### THE PROBLEM
Transcribe everything from "I entirely agree" down to "me sick, too." in the post on eating after weight-loss surgery.

### EXCERPT PROVIDED
= Beginning of Section =

You can have your cake and eat it too....just not the entire cake, lol.

I entirely agree with everything above. I'm exactly four months post-op today and can honestly say that the 95% mark has resulted in not just weight loss, but a generally happier outlook.

Yes, certain things make me terribly sick. I know that I can't really eat a burger (sans bun, just a patty) at a diner or bar and grill-type restaurant because the amount of grease in them make me sick. I made the mistake of taking a few bites of chocolate chip cookie dough ice cream that my sister offered me and the dough made me sick, too.

However, I have learned that having two tablespoons of white rice with my chicken and broccoli will not kill me or sabotage my weight loss, nor will eating a few french fries when I'm out to dinner with my family. Those were not the habits that got me here. It was the huge basket of fries with my BBQ burger and a brownie for dessert. It was the pork fried rice I ate with sesame chicken.

= End of Section =

### DATA UNDER STUDY
= Beginning of Section =

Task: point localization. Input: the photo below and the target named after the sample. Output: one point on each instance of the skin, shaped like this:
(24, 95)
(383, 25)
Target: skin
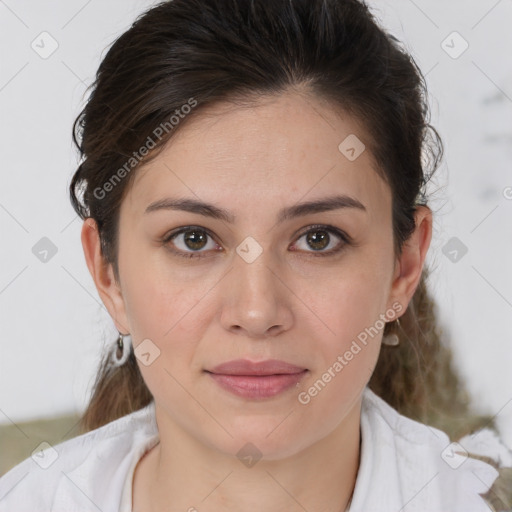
(287, 304)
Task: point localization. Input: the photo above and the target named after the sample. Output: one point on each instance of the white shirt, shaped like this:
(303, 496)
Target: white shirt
(405, 466)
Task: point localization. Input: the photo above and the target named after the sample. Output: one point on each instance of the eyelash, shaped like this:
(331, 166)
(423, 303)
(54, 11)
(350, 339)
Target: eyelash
(346, 240)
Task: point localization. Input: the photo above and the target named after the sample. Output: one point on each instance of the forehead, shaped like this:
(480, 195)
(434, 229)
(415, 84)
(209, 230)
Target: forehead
(274, 152)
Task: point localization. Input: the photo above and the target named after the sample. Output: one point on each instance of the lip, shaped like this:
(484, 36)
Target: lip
(257, 380)
(246, 367)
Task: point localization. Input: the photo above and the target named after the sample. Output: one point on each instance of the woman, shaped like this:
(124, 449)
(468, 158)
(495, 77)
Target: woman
(255, 222)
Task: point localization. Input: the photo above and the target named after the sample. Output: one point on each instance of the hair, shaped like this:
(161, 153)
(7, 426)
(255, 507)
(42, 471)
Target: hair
(181, 53)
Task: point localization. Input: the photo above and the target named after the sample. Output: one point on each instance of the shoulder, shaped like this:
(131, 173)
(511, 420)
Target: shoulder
(428, 470)
(81, 470)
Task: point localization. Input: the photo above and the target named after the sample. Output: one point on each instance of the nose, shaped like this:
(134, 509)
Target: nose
(256, 302)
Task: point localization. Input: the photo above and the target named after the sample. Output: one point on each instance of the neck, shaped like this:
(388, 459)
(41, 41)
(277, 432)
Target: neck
(182, 474)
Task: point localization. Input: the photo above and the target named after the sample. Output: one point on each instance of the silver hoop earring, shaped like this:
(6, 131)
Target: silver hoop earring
(392, 339)
(121, 350)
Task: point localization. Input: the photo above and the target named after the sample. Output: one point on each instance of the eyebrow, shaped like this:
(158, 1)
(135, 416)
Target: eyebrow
(209, 210)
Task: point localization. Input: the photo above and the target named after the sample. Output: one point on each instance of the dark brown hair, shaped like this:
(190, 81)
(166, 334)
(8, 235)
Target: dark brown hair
(199, 52)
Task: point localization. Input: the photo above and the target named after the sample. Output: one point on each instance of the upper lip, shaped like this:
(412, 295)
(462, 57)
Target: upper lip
(246, 367)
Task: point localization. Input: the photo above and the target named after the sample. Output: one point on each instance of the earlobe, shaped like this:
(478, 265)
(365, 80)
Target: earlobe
(412, 259)
(103, 275)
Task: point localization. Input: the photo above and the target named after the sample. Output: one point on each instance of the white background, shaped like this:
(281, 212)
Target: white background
(53, 324)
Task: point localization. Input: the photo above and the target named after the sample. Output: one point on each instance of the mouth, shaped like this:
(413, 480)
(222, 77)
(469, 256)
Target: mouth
(257, 380)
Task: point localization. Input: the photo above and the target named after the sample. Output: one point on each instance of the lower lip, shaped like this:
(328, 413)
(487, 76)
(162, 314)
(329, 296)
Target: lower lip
(257, 386)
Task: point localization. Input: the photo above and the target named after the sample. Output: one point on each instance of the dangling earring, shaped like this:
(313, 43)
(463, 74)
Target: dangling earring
(391, 339)
(122, 349)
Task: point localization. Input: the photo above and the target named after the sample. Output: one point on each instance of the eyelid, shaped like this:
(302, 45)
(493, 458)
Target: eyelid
(168, 237)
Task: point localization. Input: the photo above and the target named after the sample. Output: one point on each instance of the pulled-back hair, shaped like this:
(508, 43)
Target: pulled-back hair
(195, 53)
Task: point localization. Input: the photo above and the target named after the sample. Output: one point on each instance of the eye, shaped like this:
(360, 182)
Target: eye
(321, 240)
(190, 242)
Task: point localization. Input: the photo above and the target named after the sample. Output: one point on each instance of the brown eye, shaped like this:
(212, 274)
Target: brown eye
(190, 242)
(194, 239)
(321, 241)
(318, 239)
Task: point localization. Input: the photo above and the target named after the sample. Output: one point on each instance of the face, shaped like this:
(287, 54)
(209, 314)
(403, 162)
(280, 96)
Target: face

= End of Section =

### RESULT FOR THIS EXERCISE
I entirely agree with everything above. I'm exactly four months post-op today and can honestly say that the 95% mark has resulted in not just weight loss, but a generally happier outlook.

Yes, certain things make me terribly sick. I know that I can't really eat a burger (sans bun, just a patty) at a diner or bar and grill-type restaurant because the amount of grease in them make me sick. I made the mistake of taking a few bites of chocolate chip cookie dough ice cream that my sister offered me and the dough made me sick, too.